Extracted text
This is an automated email from the ASF dual-hosted git repository.
yao pushed a commit to branch master
in repository https://gitbox.apache.org/repos/asf/spark.git
The following commit(s) were added to refs/heads/master by this push:
new 3026926e0de3 [SPARK-55289][SQL] Fix flaky test in-set-operations.sql
by disabling broadcast join
3026926e0de3 is described below
commit 3026926e0de39dbd79cc44947f5d2bc151149755
Author: Kent Yao <[email protected]>
AuthorDate: Mon Feb 2 19:00:27 2026 +0800
[SPARK-55289][SQL] Fix flaky test in-set-operations.sql by disabling
broadcast join
### What changes were proposed in this pull request?
The SQLQueryTestSuite test `in-set-operations.sql` intermittently fails on
GitHub Actions CI with `SparkOutOfMemoryError` (`UNABLE_TO_ACQUIRE_MEMORY`).

Labeled-object pointing entries

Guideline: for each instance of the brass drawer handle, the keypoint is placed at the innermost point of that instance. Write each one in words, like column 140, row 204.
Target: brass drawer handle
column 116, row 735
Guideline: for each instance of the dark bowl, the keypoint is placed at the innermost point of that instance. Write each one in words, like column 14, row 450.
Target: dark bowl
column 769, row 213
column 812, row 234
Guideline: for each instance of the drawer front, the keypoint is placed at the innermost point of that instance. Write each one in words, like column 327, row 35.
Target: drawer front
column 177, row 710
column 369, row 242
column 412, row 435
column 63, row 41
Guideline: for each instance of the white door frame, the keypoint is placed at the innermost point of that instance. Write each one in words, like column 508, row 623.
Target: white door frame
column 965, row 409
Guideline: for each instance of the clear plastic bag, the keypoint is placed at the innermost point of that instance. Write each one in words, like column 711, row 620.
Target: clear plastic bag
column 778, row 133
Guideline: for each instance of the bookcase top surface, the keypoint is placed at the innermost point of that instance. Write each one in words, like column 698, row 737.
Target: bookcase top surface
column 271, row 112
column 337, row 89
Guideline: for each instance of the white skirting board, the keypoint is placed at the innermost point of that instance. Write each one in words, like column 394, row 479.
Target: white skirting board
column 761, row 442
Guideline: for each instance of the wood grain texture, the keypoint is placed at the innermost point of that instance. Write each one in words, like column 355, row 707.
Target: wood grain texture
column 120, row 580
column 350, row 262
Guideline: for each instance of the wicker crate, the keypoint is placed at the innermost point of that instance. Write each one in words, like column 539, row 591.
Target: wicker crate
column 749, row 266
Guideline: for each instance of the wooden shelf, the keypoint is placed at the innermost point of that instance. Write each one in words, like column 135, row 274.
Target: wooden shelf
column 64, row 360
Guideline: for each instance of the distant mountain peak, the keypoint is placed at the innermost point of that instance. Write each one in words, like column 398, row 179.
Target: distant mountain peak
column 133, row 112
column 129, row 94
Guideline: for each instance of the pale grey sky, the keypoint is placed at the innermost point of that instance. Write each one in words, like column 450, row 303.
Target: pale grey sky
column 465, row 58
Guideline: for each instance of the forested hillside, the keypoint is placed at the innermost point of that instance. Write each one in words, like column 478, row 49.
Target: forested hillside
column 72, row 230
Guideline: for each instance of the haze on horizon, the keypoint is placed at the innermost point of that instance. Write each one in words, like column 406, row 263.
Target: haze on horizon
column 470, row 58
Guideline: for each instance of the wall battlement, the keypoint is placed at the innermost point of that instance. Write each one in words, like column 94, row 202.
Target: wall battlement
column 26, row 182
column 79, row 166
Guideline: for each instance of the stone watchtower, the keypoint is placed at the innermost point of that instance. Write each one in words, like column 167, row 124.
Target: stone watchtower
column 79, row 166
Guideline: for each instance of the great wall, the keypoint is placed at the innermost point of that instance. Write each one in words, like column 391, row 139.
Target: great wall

Problems
- A) In the commit email, what error makes the test in-set-operations.sql fail on GitHub Actions CI from time to time?
- B) Write out everything in the commit email from "This is an automated" down to "this pull request?".
Work only from the commit email.

The results
- A) SparkOutOfMemoryError (UNABLE_TO_ACQUIRE_MEMORY)

- B)
This is an automated email from the ASF dual-hosted git repository.
yao pushed a commit to branch master
in repository https://gitbox.apache.org/repos/asf/spark.git
The following commit(s) were added to refs/heads/master by this push:
new 3026926e0de3 [SPARK-55289][SQL] Fix flaky test in-set-operations.sql
by disabling broadcast join
3026926e0de3 is described below
commit 3026926e0de39dbd79cc44947f5d2bc151149755
Author: Kent Yao <[email protected]>
AuthorDate: Mon Feb 2 19:00:27 2026 +0800
[SPARK-55289][SQL] Fix flaky test in-set-operations.sql by disabling
broadcast join
### What changes were proposed in this pull request?